*** Opening RECORDS TO USE ***

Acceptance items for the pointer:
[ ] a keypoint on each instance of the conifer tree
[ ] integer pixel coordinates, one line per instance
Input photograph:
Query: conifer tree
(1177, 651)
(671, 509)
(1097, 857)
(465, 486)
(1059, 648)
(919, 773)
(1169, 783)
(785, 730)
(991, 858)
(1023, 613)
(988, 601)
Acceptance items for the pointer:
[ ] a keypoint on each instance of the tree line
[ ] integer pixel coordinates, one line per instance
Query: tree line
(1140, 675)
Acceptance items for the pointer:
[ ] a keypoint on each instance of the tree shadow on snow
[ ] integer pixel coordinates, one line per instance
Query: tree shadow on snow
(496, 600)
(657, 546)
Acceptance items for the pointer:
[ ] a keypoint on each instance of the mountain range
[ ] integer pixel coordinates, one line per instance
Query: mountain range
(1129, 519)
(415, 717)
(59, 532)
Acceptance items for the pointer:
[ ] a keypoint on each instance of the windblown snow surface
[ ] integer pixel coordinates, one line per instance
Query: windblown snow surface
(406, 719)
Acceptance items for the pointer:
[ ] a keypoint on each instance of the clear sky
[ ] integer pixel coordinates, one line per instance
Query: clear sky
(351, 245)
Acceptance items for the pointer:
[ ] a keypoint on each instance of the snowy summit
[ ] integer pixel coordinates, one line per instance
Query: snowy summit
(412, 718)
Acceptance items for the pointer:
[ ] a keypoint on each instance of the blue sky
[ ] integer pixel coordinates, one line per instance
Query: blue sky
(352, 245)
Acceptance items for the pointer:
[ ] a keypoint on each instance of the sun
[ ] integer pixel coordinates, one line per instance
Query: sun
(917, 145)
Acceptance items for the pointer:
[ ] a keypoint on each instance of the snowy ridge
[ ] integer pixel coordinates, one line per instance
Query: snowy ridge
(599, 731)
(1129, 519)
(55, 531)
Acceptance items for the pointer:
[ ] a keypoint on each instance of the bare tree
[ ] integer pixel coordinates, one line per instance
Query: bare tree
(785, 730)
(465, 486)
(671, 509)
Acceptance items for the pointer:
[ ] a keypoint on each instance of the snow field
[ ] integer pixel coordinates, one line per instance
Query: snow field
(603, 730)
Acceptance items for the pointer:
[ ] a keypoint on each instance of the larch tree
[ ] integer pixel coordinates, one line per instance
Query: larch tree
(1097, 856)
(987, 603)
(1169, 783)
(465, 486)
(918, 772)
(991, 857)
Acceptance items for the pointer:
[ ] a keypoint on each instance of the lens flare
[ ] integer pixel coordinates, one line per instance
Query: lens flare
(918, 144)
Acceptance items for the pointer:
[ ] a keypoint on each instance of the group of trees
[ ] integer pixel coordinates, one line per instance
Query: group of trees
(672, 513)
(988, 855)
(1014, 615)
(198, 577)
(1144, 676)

*** Closing RECORDS TO USE ***

• _GOAL OF THE EXERCISE_: The records above need copying. Do it exactly.

• _RESPONSE AREA_:
Acceptance items for the pointer:
[ ] a keypoint on each instance of the conifer tree
[ ] integer pixel coordinates, one line per instance
Input photograph:
Query: conifer tree
(1177, 651)
(671, 509)
(1097, 857)
(465, 486)
(1059, 648)
(919, 773)
(1169, 783)
(785, 730)
(991, 858)
(1023, 613)
(988, 601)
Acceptance items for the pointer:
[ ] a keypoint on each instance of the tree line
[ ] integer pixel coordinates, one line per instance
Query: tree line
(1140, 675)
Acceptance items for the pointer:
[ ] a keypoint on each instance of the tree shadow on snow
[ ] integer pixel coordinates, one line per instance
Query: tree shadow on snow
(496, 600)
(657, 546)
Acceptance items for the pointer:
[ ] a keypoint on each instance of the mountain range
[ ] integer pixel coordinates, one line per instance
Query: mountain range
(1129, 519)
(415, 717)
(59, 532)
Acceptance items for the pointer:
[ ] a keypoint on each instance of the windblown snow surface
[ ] integer pixel coordinates, one line per instance
Query: windblown snow surface
(406, 719)
Acceptance items for the pointer:
[ ] a keypoint on each instance of the clear sky
[ ] integer pixel coordinates, one line per instance
Query: clear sky
(351, 245)
Acceptance items for the pointer:
[ ] a keypoint on each instance of the snowy summit
[ ] integer pixel coordinates, one line per instance
Query: snowy summit
(412, 718)
Acceptance items for the pointer:
[ ] a keypoint on each instance of the blue sky
[ ] integer pixel coordinates, one line per instance
Query: blue sky
(352, 245)
Acceptance items for the pointer:
[ ] a keypoint on each instance of the sun
[ ] integer pixel coordinates, one line per instance
Query: sun
(917, 145)
Acceptance items for the pointer:
[ ] a keypoint on each instance of the snowy ridge
[ ] integer pixel coordinates, one line per instance
Query: snowy ridge
(599, 731)
(1129, 519)
(55, 531)
Acceptance items for the pointer:
[ ] a keypoint on each instance of the bare tree
[ ] integer pixel coordinates, one line per instance
Query: bare tree
(785, 730)
(465, 486)
(671, 509)
Acceptance items for the pointer:
[ ] a keypoint on each instance of the snow field
[ ] integer pixel coordinates, one line per instance
Query: snow field
(603, 730)
Acceptance items for the pointer:
[ ] a keypoint on each instance of the larch tree
[ ] integer pixel coordinates, one line per instance
Query: larch tree
(1097, 856)
(987, 603)
(1169, 783)
(465, 486)
(918, 772)
(991, 857)
Acceptance items for the pointer:
[ ] a keypoint on each instance of the lens flare
[ ] integer pixel coordinates, one line per instance
Query: lens flare
(918, 144)
Acceptance items for the pointer:
[ ] a keypoint on each instance of the group of trees
[ ] integer pixel coordinates, one line per instance
Query: group of trees
(672, 513)
(988, 855)
(1014, 615)
(198, 577)
(1144, 676)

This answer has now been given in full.